-- What needs to be done --
Please copy each of the rows below word for word.

-- Records provided --

——————

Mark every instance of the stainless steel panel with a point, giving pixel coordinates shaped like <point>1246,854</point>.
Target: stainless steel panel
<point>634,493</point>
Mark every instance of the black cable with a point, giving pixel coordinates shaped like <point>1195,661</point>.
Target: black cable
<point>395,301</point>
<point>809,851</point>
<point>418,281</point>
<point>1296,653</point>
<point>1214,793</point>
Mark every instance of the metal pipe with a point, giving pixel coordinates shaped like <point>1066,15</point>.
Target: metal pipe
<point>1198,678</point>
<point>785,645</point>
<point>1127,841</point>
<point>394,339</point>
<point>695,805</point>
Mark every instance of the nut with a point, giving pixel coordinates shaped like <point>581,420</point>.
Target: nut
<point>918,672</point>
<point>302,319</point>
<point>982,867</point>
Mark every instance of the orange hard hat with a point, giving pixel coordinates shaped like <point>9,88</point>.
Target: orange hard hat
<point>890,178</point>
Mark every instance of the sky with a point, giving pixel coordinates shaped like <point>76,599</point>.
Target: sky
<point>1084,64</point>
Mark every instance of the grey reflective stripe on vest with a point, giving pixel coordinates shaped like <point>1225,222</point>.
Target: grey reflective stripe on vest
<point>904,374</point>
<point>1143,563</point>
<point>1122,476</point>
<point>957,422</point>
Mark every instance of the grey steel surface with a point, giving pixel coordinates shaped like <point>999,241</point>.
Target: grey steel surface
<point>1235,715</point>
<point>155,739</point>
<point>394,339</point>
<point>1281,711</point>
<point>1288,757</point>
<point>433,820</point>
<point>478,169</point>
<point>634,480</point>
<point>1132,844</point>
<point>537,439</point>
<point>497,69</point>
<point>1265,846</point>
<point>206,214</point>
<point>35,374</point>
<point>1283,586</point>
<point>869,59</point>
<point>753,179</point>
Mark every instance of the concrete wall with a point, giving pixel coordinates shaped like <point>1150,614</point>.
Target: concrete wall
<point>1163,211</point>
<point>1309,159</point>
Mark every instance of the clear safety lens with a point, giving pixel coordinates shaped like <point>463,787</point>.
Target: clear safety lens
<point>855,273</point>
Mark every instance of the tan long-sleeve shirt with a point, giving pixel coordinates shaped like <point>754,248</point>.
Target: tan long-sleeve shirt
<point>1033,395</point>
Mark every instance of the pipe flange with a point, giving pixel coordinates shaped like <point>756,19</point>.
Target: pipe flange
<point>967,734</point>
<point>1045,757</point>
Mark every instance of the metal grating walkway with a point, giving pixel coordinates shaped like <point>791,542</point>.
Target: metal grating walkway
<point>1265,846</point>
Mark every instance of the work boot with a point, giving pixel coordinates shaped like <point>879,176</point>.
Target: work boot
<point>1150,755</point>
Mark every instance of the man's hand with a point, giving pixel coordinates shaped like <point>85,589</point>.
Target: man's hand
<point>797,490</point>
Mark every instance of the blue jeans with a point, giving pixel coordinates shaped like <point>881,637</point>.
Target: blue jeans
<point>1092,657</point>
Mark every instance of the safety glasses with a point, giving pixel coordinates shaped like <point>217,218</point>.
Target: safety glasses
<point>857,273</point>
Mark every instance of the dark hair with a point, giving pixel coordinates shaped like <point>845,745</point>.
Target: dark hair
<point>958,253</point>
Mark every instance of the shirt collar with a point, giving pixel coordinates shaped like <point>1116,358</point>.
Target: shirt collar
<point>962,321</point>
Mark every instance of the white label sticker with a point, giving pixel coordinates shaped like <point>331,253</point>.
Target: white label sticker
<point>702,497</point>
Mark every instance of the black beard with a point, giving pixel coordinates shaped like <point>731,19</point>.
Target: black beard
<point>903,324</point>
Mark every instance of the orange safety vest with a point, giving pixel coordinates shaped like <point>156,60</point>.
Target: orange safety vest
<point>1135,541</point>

——————

-- Answer --
Mark every instance of the stainless steel panel with a point, giving pixel coordinates shaped like <point>1246,854</point>.
Target: stainless steel panel
<point>634,493</point>
Mark every instance of the black cable with a point, giving pixel coordinates shaped like <point>1195,661</point>.
Target: black cable
<point>395,301</point>
<point>809,851</point>
<point>418,281</point>
<point>1296,653</point>
<point>1214,793</point>
Mark every instance of the metal pipe with a point, giving pixel coordinates shaped like <point>1066,15</point>.
Target: metal pipe
<point>1198,678</point>
<point>785,645</point>
<point>1127,841</point>
<point>394,339</point>
<point>695,805</point>
Mark every instance of the nut with a point, giving pixel coordinates shaped like <point>581,420</point>.
Target: nut
<point>918,672</point>
<point>302,319</point>
<point>982,867</point>
Mark every instance of the orange hard hat with a point, giving pixel coordinates shaped like <point>9,88</point>.
Target: orange hard hat
<point>890,178</point>
Mark every instance of the sky with a point, giving pixel coordinates shaped like <point>76,599</point>.
Target: sky
<point>1084,64</point>
Mark every instance of the grey reflective stripe on vest with a point, giving pixel coordinates shaped like <point>1225,222</point>.
Target: grey reflective stripe on vest
<point>904,374</point>
<point>1143,563</point>
<point>1122,476</point>
<point>957,422</point>
Mark every instance of the grey steel surface with a point, giving pixel coordinates shaped like <point>999,241</point>.
Target: grey steel surface
<point>1235,715</point>
<point>155,739</point>
<point>394,339</point>
<point>1281,711</point>
<point>1288,757</point>
<point>433,820</point>
<point>478,169</point>
<point>634,480</point>
<point>1132,844</point>
<point>537,439</point>
<point>497,69</point>
<point>1265,846</point>
<point>206,214</point>
<point>35,374</point>
<point>1283,586</point>
<point>869,59</point>
<point>753,179</point>
Mark every instance of the concrete wall with a point, giving pixel coordinates shaped like <point>1150,614</point>.
Target: concrete wall
<point>1163,211</point>
<point>1309,159</point>
Mark every instance of the clear safety lens with a point, giving pixel coordinates shaped like <point>463,787</point>.
Target: clear safety lens
<point>855,273</point>
Mark every instance of the tan long-sleeve shirt with a point, giving pixel coordinates shaped like <point>754,248</point>.
Target: tan long-sleeve shirt
<point>1033,395</point>
Mark every instance of the pipe flange with a point, giving pixel coordinates shaped like <point>756,19</point>.
Target: pipe flange
<point>967,734</point>
<point>1045,757</point>
Mark every instance of the metal grating walkway with a point, giving pixel coordinates shaped like <point>791,542</point>.
Target: metal grating walkway
<point>1265,846</point>
Mark every instance of the work boot with a point, giving pixel coordinates shaped like <point>879,176</point>.
Target: work boot
<point>1150,755</point>
Mark every instance of the man's hand with a point, giving pixel coordinates shaped like <point>85,589</point>.
Target: man's hand
<point>797,490</point>
Mark every instance of the blue jeans with a point, giving pixel coordinates shaped like <point>881,637</point>.
Target: blue jeans
<point>1092,657</point>
Mark every instance of the safety glasses with a point, giving pixel coordinates shaped like <point>217,218</point>.
Target: safety glasses
<point>857,273</point>
Mark every instance of the dark hair with a point, giving pixel coordinates shaped like <point>845,745</point>.
Target: dark hair
<point>958,253</point>
Mark every instance of the shirt collar with a point, giving pixel coordinates shaped like <point>1116,358</point>.
Target: shirt collar
<point>962,321</point>
Mark every instance of the white label sticker with a point, giving pixel coordinates shaped like <point>331,253</point>.
Target: white label sticker
<point>702,497</point>
Mark every instance of the black beard with a point, giving pixel coordinates shaped like <point>731,19</point>.
Target: black beard
<point>903,324</point>
Mark every instance of the orange safety vest with a point, giving pixel coordinates shaped like <point>156,60</point>.
Target: orange safety vest
<point>1135,541</point>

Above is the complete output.